__Extract__
How historically accurate is “Halt and Catch Fire”?
Quick Answer: Halt and Catch Fire is a fictionalized take on the early computer revolution of the 1980s. Although the computer software company Cardiff Electric was created for the show, it parallels the rise and fall of Compaq, a real company that reverse engineered the IBM Personal Computer to dominate the computer market. In Season Two, the online gaming startup Mutiny shares many similarities with real game developers that pioneered the first-person shooter genre.
The history of computers may not be an immediately enticing premise for a television series, but AMC’s Halt and Catch Fire (2014 - ) is a compelling and surprisingly accurate drama that documents many of the technological milestones of the 1980s. Set in Dallas, Texas (also known as the “Silicon Prairie”), Halt and Catch Fire follows the rise of the personal computer to the early beginnings of online gaming.
Cameron (Mackenzie Davis), Gordon (Scoot McNairy), and Joe (Lee Pace) in Halt and Catch Fire
In Season One, we are introduced to Cardiff Electric, a software company loosely based on Compaq. Compaq was a Texas-based computer company (now defunct) that was founded in 1982. It is known for being the first company to reverse engineer the IBM Personal Computer. By doing so, the company created the first IBM compatible computers, meaning that the new computers could run all of the same programs as an IBM PC, but they could be sold at a vastly cheaper price.
However, Compaq does not exist in the world of Halt and Catch Fire. Instead, Joe MacMillan (Lee Pace), a former IBM sales executive, is hired by Cardiff Electric, where he forces the company to enter the PC business by creating an IBM PC clone with the help of Gordon Clark (Scoot McNairy). By reverse engineering the BIOS of an IBM to make a new computer, Joe’s goal is to create a PC that is twice as fast as an IBM PC at half the cost. Together, Joe MacMillan and Gordon Clark become a duo not unlike Apple’s Steve Jobs and Steve Wozniak. The pair works with a young prodigy and programmer named Cameron Howe (Mackenzie Davis) to make Cardiff a key player in the computer revolution of the 1980s.

(Natural-language region descriptions)
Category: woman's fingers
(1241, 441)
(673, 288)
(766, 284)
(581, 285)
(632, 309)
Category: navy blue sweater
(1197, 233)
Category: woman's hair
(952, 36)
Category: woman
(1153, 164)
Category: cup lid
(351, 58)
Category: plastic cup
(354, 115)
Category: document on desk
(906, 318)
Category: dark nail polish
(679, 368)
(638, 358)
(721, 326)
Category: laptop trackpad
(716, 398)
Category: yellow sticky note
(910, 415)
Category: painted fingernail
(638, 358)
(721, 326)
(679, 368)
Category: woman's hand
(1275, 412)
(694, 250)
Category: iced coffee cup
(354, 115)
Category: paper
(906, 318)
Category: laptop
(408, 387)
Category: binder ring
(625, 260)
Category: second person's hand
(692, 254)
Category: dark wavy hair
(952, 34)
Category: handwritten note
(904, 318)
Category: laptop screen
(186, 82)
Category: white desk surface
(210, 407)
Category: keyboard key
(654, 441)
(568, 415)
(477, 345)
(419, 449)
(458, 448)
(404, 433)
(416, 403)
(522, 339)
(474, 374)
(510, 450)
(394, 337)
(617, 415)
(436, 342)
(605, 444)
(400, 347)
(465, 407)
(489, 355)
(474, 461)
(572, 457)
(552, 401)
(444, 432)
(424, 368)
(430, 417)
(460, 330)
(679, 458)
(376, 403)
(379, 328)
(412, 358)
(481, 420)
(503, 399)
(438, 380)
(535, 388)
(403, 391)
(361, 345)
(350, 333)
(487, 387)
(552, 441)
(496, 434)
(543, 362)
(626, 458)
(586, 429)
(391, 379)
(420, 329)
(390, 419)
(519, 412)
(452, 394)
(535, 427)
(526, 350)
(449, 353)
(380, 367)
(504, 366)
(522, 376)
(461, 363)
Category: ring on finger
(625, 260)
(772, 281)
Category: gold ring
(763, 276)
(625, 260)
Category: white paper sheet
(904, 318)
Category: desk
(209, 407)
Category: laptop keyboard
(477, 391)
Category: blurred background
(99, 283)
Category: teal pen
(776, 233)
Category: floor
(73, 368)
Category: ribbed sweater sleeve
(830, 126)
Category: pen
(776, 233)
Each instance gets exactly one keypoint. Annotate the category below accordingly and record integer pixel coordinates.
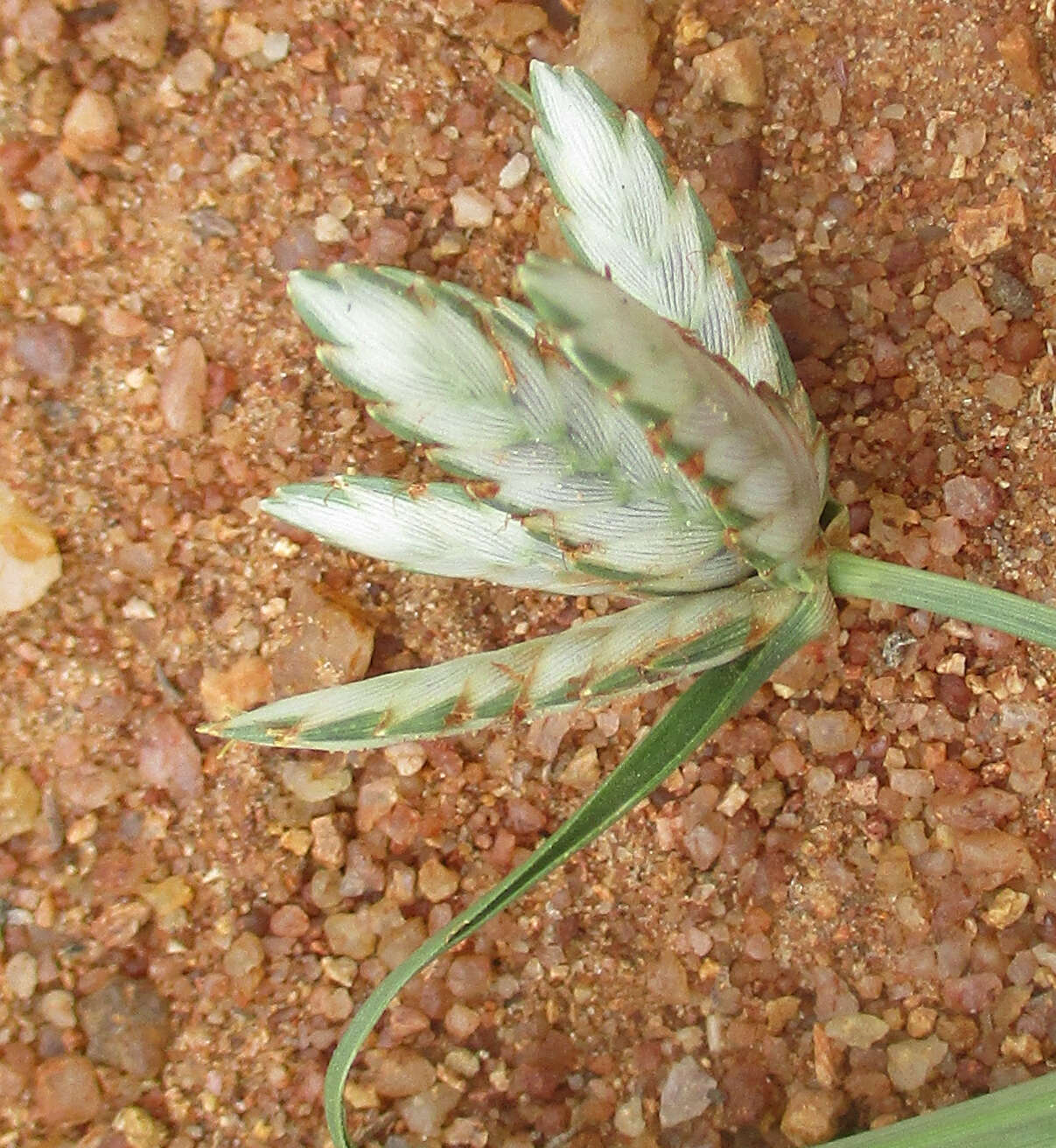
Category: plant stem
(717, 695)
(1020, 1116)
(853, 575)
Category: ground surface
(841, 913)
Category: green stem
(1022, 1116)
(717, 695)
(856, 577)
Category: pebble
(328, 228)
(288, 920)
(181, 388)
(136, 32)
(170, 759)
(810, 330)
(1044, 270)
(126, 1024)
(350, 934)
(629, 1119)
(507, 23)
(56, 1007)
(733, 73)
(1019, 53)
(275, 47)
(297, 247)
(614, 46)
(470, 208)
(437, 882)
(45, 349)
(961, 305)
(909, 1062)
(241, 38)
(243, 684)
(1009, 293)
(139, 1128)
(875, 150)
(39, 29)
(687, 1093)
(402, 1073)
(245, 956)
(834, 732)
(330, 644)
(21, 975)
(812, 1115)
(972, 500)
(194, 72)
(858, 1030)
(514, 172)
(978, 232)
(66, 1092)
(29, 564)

__Work instructions__
According to the Halt and Catch Fire article, in what year was Compaq founded?

__Answer space__
1982